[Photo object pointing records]
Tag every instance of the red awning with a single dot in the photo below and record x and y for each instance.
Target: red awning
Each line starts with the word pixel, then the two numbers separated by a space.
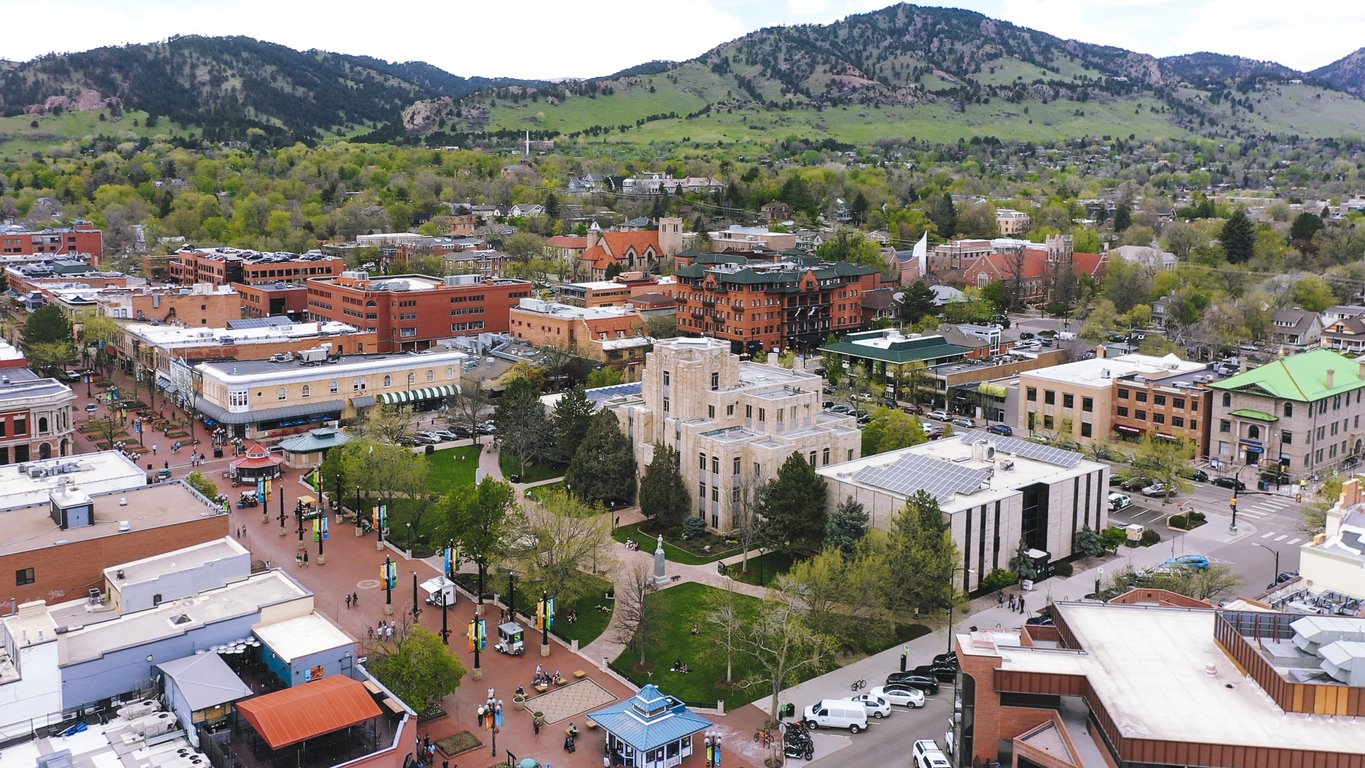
pixel 307 711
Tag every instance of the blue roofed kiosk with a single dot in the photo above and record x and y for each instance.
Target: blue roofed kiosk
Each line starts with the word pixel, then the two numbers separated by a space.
pixel 649 730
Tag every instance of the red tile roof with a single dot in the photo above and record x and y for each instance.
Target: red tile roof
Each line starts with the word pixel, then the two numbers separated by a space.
pixel 310 710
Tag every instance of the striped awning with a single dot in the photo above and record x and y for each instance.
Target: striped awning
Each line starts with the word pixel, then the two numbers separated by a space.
pixel 415 394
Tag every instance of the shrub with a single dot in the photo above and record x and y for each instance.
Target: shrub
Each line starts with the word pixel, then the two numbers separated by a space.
pixel 999 579
pixel 694 527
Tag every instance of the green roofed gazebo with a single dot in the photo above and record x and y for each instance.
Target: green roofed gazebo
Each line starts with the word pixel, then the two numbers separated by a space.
pixel 649 730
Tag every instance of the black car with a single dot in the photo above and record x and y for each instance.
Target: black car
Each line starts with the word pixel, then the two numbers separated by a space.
pixel 942 673
pixel 911 680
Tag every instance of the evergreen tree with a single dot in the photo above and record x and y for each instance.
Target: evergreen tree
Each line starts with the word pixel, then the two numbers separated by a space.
pixel 846 527
pixel 572 416
pixel 1238 238
pixel 793 508
pixel 922 557
pixel 662 491
pixel 604 465
pixel 47 323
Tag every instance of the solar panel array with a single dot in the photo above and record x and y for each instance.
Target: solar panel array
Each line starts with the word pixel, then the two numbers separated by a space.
pixel 913 472
pixel 1025 449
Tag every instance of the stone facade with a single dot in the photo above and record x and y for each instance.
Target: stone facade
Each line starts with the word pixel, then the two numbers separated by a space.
pixel 732 423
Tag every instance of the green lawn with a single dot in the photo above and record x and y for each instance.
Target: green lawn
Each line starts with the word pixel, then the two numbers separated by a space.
pixel 591 619
pixel 649 543
pixel 684 606
pixel 453 467
pixel 534 472
pixel 767 566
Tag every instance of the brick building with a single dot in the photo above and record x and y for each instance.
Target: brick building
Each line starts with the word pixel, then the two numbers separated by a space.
pixel 201 304
pixel 34 416
pixel 610 334
pixel 773 306
pixel 273 299
pixel 411 311
pixel 732 423
pixel 79 239
pixel 62 523
pixel 224 266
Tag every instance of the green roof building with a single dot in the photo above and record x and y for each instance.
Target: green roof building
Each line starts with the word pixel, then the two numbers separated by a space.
pixel 1301 414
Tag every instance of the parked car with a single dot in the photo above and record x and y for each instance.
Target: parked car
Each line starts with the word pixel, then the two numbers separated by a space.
pixel 911 680
pixel 877 705
pixel 1119 502
pixel 1196 562
pixel 900 695
pixel 1155 490
pixel 942 673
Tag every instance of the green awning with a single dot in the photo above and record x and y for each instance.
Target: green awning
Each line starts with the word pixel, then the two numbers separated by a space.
pixel 415 394
pixel 993 389
pixel 1257 415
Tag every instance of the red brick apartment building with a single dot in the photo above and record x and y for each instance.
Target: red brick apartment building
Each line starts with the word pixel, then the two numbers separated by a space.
pixel 224 266
pixel 81 238
pixel 771 306
pixel 412 311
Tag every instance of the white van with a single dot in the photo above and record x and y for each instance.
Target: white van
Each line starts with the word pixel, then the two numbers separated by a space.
pixel 927 755
pixel 836 714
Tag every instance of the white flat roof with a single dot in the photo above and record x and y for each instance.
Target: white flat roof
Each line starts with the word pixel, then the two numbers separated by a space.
pixel 300 636
pixel 1147 667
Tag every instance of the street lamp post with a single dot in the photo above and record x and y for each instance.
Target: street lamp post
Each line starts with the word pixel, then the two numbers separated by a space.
pixel 1275 577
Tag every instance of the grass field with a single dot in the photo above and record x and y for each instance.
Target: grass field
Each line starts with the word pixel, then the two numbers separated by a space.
pixel 453 467
pixel 534 472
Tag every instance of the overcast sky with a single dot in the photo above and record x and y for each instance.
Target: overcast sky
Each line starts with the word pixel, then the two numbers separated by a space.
pixel 558 38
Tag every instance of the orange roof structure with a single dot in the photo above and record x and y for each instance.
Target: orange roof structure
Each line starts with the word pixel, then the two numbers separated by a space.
pixel 309 711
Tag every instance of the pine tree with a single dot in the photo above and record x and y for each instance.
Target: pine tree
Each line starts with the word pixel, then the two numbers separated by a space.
pixel 604 465
pixel 793 509
pixel 1238 238
pixel 662 491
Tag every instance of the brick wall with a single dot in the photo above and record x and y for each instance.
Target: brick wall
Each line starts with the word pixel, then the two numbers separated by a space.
pixel 66 572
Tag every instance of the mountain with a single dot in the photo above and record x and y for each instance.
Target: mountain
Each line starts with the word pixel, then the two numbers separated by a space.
pixel 1346 72
pixel 438 81
pixel 225 85
pixel 911 71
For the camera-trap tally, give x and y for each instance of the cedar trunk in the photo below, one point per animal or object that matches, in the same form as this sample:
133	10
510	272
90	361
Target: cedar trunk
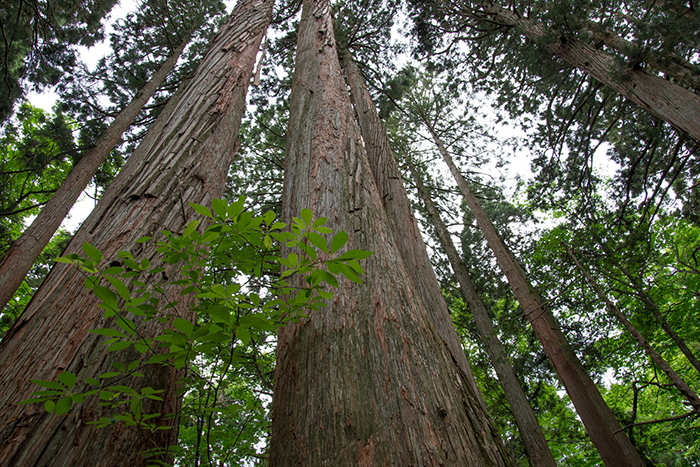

* **PROBLEM DESCRIPTION**:
Pick out and copy each row above that contains the word "lawn". Case counts when matching.

* **ANSWER FOR THIS EXERCISE**:
Tag every instance of the green lawn with a single dot in the photo above and record x and y for each instance.
Target: green lawn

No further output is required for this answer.